_Task brief_
Word for word, output the data that follows.

Start of Materials provided

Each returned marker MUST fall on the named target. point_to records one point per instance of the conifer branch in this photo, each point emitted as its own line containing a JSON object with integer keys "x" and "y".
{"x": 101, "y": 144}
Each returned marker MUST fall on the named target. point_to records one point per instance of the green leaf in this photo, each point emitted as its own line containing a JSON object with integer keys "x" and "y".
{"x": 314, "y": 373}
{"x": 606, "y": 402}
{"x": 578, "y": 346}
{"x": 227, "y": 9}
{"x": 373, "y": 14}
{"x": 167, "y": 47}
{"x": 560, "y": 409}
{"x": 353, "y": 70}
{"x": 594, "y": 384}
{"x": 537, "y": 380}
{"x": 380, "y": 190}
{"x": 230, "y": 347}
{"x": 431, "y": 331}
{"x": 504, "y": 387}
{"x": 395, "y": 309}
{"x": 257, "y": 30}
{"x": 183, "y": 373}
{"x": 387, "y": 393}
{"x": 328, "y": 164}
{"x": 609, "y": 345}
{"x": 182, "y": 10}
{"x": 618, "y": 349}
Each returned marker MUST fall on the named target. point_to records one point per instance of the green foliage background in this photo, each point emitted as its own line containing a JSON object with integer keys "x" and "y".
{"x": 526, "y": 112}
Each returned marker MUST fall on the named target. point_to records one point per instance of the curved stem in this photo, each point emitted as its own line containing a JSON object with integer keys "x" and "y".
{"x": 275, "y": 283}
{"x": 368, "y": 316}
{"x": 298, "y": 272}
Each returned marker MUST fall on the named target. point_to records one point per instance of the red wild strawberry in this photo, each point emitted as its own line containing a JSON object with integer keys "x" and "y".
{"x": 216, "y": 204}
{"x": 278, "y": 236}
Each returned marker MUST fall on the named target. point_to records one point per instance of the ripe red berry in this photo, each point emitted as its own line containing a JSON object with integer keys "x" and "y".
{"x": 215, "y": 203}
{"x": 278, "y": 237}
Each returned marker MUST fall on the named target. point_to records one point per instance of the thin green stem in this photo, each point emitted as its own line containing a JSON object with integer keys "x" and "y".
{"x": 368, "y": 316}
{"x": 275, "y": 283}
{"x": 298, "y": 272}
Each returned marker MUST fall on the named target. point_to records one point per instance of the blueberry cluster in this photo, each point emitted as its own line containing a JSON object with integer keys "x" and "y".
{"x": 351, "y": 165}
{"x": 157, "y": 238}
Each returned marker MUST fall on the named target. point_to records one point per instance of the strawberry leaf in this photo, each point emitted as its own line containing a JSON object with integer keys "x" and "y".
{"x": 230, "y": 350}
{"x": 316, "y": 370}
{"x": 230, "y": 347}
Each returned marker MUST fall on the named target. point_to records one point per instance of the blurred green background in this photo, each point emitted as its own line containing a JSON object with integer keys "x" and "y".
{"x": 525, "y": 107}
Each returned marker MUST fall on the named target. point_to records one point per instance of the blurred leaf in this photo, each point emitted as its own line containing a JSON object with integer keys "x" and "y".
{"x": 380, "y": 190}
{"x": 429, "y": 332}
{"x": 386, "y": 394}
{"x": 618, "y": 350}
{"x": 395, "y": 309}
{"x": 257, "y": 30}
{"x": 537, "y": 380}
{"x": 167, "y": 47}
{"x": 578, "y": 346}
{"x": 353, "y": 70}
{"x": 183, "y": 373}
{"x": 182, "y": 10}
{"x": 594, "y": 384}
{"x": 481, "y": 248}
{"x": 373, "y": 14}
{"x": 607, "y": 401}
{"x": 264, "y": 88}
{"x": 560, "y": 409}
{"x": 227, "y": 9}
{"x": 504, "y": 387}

End of Materials provided

_Response below_
Each returned marker MUST fall on the named target. point_to records one point per instance of the conifer branch in this photo, each point emitted as its own line containing a JSON object with integer keys "x" and "y".
{"x": 101, "y": 144}
Each returned marker MUST fall on the named target. point_to records one point per instance of the green leaf in this photo, each point emitted as its own line containing a JSON object with integer keys "x" and "y".
{"x": 314, "y": 373}
{"x": 606, "y": 402}
{"x": 578, "y": 346}
{"x": 227, "y": 9}
{"x": 373, "y": 14}
{"x": 167, "y": 47}
{"x": 560, "y": 409}
{"x": 353, "y": 70}
{"x": 594, "y": 384}
{"x": 537, "y": 380}
{"x": 380, "y": 190}
{"x": 230, "y": 347}
{"x": 431, "y": 331}
{"x": 504, "y": 387}
{"x": 395, "y": 309}
{"x": 257, "y": 30}
{"x": 183, "y": 373}
{"x": 387, "y": 393}
{"x": 328, "y": 164}
{"x": 609, "y": 345}
{"x": 182, "y": 10}
{"x": 618, "y": 349}
Each returned marker MUST fall on the named target. point_to records one point per instance of the green foliage background in this photo, each point emitted as its own line containing a JSON object with integer keys "x" and "y".
{"x": 526, "y": 112}
Each returned marker MUST fall on the named target. point_to records one point per instance of the curved stem in this photo, each point emitted as its own line containing a JSON object with integer keys "x" and "y".
{"x": 275, "y": 283}
{"x": 368, "y": 316}
{"x": 298, "y": 272}
Each returned marker MUST fall on the named target. point_to records one point per instance of the red wild strawberry in this photo, each point emitted as its own line containing a JSON object with integer keys "x" and "y".
{"x": 216, "y": 204}
{"x": 278, "y": 236}
Each returned marker MUST fall on the named target. point_to records one point per instance of the ripe red berry in this photo, each point emitted as its own line containing a JSON object with integer keys "x" and "y".
{"x": 215, "y": 203}
{"x": 278, "y": 237}
Each returned marker MUST fall on the named target. point_to records one point per instance of the thin green stem in this photo, each point emitted as its own line containing a JSON object with integer keys "x" and "y".
{"x": 368, "y": 316}
{"x": 275, "y": 283}
{"x": 298, "y": 272}
Each returned marker MUST fall on the named target. point_to records one point per instance of the blueberry cluster in this photo, each point emitted as its own line containing a JSON object with integer keys "x" and "y".
{"x": 351, "y": 165}
{"x": 157, "y": 238}
Each returned marker MUST fall on the named target. point_to records one point per instance of the strawberry leaf in this photo, each point emitted as its own line containing a JSON object with integer keys "x" and "y".
{"x": 230, "y": 350}
{"x": 316, "y": 370}
{"x": 230, "y": 347}
Each returned marker MUST fall on the named target. point_to records one point per instance of the blurred green background in this photo, each point emitted as its own line containing a JSON object with integer keys "x" and "y".
{"x": 525, "y": 107}
Each returned marker MUST fall on the named target. point_to records one point per instance of the blurred leaf in this photo, each point emitted as its own line containing a JSON object with integer keys "x" and "y".
{"x": 380, "y": 190}
{"x": 429, "y": 332}
{"x": 386, "y": 394}
{"x": 618, "y": 350}
{"x": 395, "y": 309}
{"x": 257, "y": 30}
{"x": 537, "y": 380}
{"x": 167, "y": 47}
{"x": 578, "y": 346}
{"x": 353, "y": 70}
{"x": 183, "y": 373}
{"x": 182, "y": 10}
{"x": 594, "y": 384}
{"x": 481, "y": 248}
{"x": 373, "y": 14}
{"x": 607, "y": 401}
{"x": 264, "y": 88}
{"x": 560, "y": 409}
{"x": 227, "y": 9}
{"x": 504, "y": 387}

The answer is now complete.